### [Section de texte]
───

Dans l'attente d'un travail d'analyse sur le sujet, dont le résultat sera présenté au printemps 2005, il faut donc se fier au ressenti des uns et des autres. La diminution des frais généraux pour la clientèle d'affaires, des touristes qui partagent le même plat, les nouveaux comportements des consommateurs surtout à l'heure du déjeuner, les campagnes de santé publique contre les méfaits de l'alcool expliquent, à première vue, une certaine morosité derrière les fourneaux. Pour autant, Roger Sengel, vice-président des restaurateurs du département et président du CFA, se refuse au pessimisme ambiant.

"La situation n'est pas catastrophique, mais il ne faudrait pas qu'elle perdure. Nous devons retrousser nos manches le plus vite possible et miser davantage sur la formation pour préparer les jeunes à mieux appréhender le monde de l'entreprise. Ce sont eux qui feront le dynamisme de nos établissements dans les prochaines années." Quant au développement des espaces de vente à emporter en centre-ville, jugé trop rapide pour certains, Roger Sengel considère que "ceux qui veulent s'asseoir et manger dans une assiette avec de vrais couverts sur une table nappée viendront toujours au restaurant. Il ne faut pas avoir peur de faire de la vraie cuisine et de le faire savoir".

───

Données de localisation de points
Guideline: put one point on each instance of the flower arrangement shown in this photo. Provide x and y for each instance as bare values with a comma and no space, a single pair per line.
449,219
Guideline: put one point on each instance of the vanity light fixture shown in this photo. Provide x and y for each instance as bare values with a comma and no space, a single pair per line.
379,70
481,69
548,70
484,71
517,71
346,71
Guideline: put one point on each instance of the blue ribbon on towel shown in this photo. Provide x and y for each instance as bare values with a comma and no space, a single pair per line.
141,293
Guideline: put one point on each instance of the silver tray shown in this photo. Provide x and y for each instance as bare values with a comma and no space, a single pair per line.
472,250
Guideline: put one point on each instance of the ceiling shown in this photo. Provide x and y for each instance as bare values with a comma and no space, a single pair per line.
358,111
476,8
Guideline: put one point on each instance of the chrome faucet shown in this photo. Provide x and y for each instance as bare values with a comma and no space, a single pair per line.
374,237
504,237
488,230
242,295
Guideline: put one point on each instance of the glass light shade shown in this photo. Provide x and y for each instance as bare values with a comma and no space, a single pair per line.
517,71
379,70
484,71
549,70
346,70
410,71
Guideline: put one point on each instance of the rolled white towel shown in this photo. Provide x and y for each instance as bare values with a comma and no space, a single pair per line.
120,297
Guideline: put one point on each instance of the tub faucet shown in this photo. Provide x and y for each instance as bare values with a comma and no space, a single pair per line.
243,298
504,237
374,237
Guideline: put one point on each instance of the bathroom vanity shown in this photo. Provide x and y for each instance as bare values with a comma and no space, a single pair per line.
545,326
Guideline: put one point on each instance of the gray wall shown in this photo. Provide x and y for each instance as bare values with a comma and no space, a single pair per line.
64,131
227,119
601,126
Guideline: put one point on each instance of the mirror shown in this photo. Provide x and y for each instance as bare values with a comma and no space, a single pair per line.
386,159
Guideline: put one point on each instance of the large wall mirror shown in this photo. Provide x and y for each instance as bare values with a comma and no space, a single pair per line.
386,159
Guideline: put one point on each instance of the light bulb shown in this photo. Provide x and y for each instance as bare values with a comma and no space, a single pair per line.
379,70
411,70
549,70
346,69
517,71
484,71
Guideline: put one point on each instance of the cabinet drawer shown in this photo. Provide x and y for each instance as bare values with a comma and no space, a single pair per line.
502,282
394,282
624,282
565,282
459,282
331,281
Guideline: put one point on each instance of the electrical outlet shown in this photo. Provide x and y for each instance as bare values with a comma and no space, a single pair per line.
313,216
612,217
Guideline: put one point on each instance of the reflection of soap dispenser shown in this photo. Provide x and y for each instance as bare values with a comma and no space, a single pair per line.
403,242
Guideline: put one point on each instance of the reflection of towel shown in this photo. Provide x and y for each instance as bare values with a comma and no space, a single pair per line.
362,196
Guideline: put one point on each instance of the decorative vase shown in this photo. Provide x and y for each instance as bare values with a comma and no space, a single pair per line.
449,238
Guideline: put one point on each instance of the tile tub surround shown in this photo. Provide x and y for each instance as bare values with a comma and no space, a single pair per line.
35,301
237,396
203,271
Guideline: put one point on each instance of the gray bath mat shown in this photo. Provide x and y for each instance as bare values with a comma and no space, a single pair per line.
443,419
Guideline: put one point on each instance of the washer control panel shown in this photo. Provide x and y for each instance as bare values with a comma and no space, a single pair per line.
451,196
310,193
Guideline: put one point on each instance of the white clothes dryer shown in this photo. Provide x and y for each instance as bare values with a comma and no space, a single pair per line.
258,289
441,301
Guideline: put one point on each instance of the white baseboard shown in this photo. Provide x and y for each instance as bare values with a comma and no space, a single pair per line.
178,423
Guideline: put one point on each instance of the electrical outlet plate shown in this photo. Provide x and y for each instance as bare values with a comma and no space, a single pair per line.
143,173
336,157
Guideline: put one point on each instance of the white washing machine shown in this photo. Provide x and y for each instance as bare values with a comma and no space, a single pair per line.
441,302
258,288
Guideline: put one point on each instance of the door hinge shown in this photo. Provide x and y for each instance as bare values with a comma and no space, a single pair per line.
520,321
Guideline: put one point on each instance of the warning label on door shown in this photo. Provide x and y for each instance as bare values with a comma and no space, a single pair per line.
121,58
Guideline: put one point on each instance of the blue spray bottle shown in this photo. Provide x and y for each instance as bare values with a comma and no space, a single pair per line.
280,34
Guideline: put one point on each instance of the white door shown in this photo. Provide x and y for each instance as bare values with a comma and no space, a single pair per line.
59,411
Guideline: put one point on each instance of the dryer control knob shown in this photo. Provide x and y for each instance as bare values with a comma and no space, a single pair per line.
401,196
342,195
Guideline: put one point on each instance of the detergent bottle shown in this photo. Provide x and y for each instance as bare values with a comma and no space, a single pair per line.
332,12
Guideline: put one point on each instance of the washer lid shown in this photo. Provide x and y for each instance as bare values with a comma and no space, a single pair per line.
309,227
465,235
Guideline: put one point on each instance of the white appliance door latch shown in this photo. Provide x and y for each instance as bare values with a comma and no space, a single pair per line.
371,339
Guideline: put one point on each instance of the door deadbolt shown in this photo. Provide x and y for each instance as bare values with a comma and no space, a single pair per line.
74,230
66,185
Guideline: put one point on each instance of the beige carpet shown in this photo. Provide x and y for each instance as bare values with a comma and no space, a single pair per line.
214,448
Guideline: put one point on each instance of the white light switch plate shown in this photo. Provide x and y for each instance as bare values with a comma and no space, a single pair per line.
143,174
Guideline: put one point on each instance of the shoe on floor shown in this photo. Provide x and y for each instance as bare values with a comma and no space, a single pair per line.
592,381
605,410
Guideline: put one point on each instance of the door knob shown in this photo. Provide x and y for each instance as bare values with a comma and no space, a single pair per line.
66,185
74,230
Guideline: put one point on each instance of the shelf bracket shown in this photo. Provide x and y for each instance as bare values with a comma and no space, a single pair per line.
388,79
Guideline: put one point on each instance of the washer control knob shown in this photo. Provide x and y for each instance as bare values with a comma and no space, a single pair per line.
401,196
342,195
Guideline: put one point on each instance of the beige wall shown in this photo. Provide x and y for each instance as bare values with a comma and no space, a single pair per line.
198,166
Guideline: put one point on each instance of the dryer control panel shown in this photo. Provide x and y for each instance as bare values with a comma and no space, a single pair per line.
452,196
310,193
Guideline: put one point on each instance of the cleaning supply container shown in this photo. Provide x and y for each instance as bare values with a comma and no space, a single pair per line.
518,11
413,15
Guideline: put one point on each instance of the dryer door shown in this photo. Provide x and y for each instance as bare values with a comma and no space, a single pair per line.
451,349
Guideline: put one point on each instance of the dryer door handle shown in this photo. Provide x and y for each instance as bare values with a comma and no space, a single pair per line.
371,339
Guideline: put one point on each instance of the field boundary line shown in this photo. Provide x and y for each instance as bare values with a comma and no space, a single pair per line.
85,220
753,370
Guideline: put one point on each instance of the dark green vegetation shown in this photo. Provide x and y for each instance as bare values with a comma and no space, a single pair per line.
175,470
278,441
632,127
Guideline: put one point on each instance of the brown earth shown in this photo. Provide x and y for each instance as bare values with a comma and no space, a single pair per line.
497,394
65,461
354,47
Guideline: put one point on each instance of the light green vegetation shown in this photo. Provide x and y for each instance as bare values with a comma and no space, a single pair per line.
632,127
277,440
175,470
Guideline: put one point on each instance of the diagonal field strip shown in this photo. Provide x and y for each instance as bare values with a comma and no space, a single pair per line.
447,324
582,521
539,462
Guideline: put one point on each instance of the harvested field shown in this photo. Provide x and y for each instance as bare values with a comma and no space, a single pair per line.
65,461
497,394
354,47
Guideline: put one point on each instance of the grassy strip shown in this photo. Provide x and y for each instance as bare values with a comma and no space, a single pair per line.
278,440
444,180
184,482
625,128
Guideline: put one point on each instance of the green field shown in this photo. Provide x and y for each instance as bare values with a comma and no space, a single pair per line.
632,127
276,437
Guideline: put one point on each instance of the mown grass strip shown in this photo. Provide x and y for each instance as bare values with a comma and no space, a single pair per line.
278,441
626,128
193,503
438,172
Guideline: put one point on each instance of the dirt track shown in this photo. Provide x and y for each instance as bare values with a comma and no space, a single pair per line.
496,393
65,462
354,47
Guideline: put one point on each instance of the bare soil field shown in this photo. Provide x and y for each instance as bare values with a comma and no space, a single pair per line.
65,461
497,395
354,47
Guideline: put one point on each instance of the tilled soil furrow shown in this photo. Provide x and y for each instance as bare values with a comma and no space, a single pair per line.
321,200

───

### [Tâche à réaliser]
Répondez à ces questions sur le texte consacré à la restauration :
1. Quand le résultat du travail d'analyse sera-t-il présenté ?
2. Quelles fonctions Roger Sengel occupe-t-il ?
3. Sur quoi Roger Sengel estime-t-il qu'il faut miser davantage ?

### [Résultat de l'exercice]
1. Au printemps 2005.
2. Il est vice-président des restaurateurs du département et président du CFA.
3. Sur la formation, pour préparer les jeunes à mieux appréhender le monde de l'entreprise.